■ WORK ORDER: Reproduce the data in its entirety, exactly as supplied.

■ GIVEN RECORDS:
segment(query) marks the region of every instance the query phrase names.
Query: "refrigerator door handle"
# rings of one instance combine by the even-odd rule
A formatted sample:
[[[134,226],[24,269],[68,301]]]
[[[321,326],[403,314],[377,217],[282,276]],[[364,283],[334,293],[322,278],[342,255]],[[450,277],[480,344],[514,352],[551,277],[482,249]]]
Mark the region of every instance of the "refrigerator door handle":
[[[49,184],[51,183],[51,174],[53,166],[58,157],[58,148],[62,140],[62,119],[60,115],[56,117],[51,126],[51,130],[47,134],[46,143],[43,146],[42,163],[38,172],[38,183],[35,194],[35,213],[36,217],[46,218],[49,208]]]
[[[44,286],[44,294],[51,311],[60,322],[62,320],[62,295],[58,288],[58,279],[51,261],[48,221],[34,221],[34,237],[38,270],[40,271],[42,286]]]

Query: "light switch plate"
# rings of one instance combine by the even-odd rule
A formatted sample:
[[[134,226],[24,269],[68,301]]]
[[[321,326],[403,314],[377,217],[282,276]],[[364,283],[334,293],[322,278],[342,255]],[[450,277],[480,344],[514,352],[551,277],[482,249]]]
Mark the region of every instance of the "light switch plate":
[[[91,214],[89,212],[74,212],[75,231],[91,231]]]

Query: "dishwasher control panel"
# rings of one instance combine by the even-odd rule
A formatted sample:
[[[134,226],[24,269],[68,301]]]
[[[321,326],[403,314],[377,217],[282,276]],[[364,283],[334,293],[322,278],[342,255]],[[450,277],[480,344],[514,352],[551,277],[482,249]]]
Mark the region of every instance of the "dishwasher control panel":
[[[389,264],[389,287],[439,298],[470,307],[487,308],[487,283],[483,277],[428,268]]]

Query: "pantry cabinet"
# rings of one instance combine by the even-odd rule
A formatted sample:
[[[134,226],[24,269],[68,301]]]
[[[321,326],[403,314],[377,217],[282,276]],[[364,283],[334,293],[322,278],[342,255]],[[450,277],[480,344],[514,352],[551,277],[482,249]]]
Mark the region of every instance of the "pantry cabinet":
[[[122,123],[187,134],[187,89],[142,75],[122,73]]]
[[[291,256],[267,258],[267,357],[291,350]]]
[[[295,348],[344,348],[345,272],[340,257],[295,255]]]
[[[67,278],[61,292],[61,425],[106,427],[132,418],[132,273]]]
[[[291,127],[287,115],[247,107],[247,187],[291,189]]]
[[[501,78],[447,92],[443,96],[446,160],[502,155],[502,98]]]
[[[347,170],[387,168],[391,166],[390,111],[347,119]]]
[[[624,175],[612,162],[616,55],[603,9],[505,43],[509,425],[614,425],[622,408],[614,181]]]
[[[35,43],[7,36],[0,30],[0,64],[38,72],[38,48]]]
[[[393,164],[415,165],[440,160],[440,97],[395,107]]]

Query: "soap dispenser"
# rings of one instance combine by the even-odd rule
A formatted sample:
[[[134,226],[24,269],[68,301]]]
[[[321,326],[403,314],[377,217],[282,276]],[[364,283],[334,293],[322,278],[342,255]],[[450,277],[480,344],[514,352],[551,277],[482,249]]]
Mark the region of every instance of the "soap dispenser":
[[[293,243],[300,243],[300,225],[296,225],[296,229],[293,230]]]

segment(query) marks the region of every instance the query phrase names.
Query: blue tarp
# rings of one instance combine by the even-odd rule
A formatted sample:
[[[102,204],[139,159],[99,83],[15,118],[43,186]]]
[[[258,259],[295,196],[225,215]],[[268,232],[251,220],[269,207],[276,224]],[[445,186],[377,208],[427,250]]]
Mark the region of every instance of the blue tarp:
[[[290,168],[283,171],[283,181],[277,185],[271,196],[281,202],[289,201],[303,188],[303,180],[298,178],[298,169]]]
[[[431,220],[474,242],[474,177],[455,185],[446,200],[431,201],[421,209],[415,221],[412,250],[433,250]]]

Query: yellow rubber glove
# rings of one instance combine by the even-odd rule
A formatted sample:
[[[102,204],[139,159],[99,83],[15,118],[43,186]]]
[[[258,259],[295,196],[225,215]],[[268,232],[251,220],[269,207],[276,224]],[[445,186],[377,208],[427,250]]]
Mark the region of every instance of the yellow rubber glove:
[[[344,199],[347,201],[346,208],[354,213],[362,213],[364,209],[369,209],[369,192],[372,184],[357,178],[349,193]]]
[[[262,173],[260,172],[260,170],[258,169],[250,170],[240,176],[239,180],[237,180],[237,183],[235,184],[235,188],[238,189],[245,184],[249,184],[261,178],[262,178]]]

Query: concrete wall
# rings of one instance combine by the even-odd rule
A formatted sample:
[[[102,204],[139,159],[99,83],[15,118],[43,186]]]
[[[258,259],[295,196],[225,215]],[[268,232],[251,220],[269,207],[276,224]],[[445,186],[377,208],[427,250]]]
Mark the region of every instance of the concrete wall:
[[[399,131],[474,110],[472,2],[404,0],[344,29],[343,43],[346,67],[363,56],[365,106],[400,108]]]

■ TASK RESULT:
segment(query) marks the region of every instance the query phrase names.
Query: "refrigerator door handle"
# rings of one instance combine by the even-odd rule
A formatted sample:
[[[134,226],[24,269],[68,301]]]
[[[321,326],[403,314],[377,217],[282,276]],[[364,283],[334,293],[322,278],[342,255]],[[450,277],[480,344],[514,352],[551,277],[482,249]]]
Mark the region of every instance of the "refrigerator door handle":
[[[49,184],[51,183],[51,174],[53,166],[58,157],[58,148],[62,140],[62,119],[60,115],[56,117],[51,126],[51,130],[47,134],[46,143],[43,146],[42,163],[38,172],[38,183],[35,194],[35,213],[36,217],[46,218],[49,208]]]
[[[44,286],[44,294],[51,311],[60,322],[62,320],[62,295],[58,288],[58,279],[51,261],[48,221],[34,221],[34,237],[38,270],[40,271],[42,286]]]

Query: "light switch plate"
# rings of one instance combine by the even-odd rule
A formatted sample:
[[[134,226],[24,269],[68,301]]]
[[[321,326],[403,314],[377,217],[282,276]],[[364,283],[334,293],[322,278],[342,255]],[[450,277],[480,344],[514,352],[551,277],[482,249]]]
Mark the region of every instance of the "light switch plate":
[[[91,214],[89,212],[74,212],[75,231],[91,231]]]

Query: "dishwasher control panel"
# rings of one instance combine by the even-odd rule
A formatted sample:
[[[134,226],[24,269],[68,301]]]
[[[321,326],[403,314],[377,217],[282,276]],[[364,283],[334,293],[322,278],[342,255]],[[450,277],[480,344],[514,352],[551,277],[482,249]]]
Mark the region of every instance of the "dishwasher control panel":
[[[389,264],[389,287],[439,298],[470,307],[487,308],[487,283],[483,277],[428,268]]]

Query: "pantry cabinet"
# rings of one instance combine by the even-odd rule
A formatted sample:
[[[134,226],[24,269],[68,301]]]
[[[321,326],[403,314],[377,217],[282,276]],[[364,283],[334,293],[322,278],[342,255]],[[450,277],[480,344],[514,352],[551,277],[482,249]]]
Mark the region of every instance of the "pantry cabinet":
[[[122,123],[187,134],[187,89],[142,75],[122,73]]]
[[[291,256],[267,258],[267,357],[291,350]]]
[[[295,348],[344,348],[345,272],[340,257],[295,255]]]
[[[67,278],[61,292],[61,425],[106,427],[132,418],[132,273]]]
[[[291,127],[287,115],[247,107],[247,187],[291,189]]]
[[[501,78],[447,92],[443,96],[446,160],[502,155],[502,98]]]
[[[347,170],[387,168],[391,166],[390,111],[347,119]]]
[[[624,175],[612,162],[616,55],[603,9],[505,43],[509,425],[614,425],[622,408],[614,181]]]
[[[35,43],[7,36],[0,30],[0,64],[38,72],[38,48]]]
[[[393,164],[415,165],[440,160],[440,97],[395,107]]]

Query: "soap dispenser"
# rings of one instance combine by the even-odd rule
A formatted sample:
[[[134,226],[24,269],[68,301]]]
[[[321,326],[403,314],[377,217],[282,276]],[[364,283],[334,293],[322,278],[342,255]],[[450,277],[480,344],[514,352],[551,277],[482,249]]]
Mark the region of every instance of the "soap dispenser":
[[[293,243],[300,243],[300,225],[296,225],[296,229],[293,230]]]

segment(query) marks the region of every instance the query phrase names.
Query: blue tarp
# rings of one instance combine by the even-odd rule
A formatted sample:
[[[102,204],[139,159],[99,83],[15,118],[43,186]]]
[[[258,259],[295,196],[225,215]],[[268,232],[251,220],[269,207],[276,224]],[[445,186],[377,208],[427,250]]]
Mark the region of every instance of the blue tarp:
[[[290,168],[283,171],[283,181],[277,185],[271,196],[281,202],[289,201],[303,188],[303,180],[298,178],[298,169]]]
[[[431,220],[474,242],[474,177],[455,185],[446,200],[431,201],[421,209],[415,221],[412,250],[433,250]]]

Query: yellow rubber glove
# rings of one instance combine by the even-odd rule
A formatted sample:
[[[102,204],[139,159],[99,83],[15,118],[43,186]]]
[[[258,259],[295,196],[225,215]],[[268,232],[251,220],[269,207],[276,224]],[[445,186],[377,208],[427,250]]]
Mark the region of every instance of the yellow rubber glove:
[[[344,199],[347,201],[346,208],[354,213],[362,213],[364,209],[369,209],[369,192],[372,184],[357,178],[349,193]]]
[[[262,173],[260,172],[260,170],[258,169],[250,170],[240,176],[239,180],[237,180],[237,183],[235,184],[235,188],[238,189],[245,184],[249,184],[261,178],[262,178]]]

Query: concrete wall
# rings of one instance combine by the even-odd rule
A formatted sample:
[[[102,204],[139,159],[99,83],[15,118],[43,186]]]
[[[258,259],[295,196],[225,215]],[[268,232],[251,220],[269,207],[276,224]],[[445,186],[377,208],[427,250]]]
Mark the region of every instance of the concrete wall:
[[[399,131],[474,110],[472,2],[404,0],[344,29],[343,43],[346,67],[363,56],[365,106],[400,108]]]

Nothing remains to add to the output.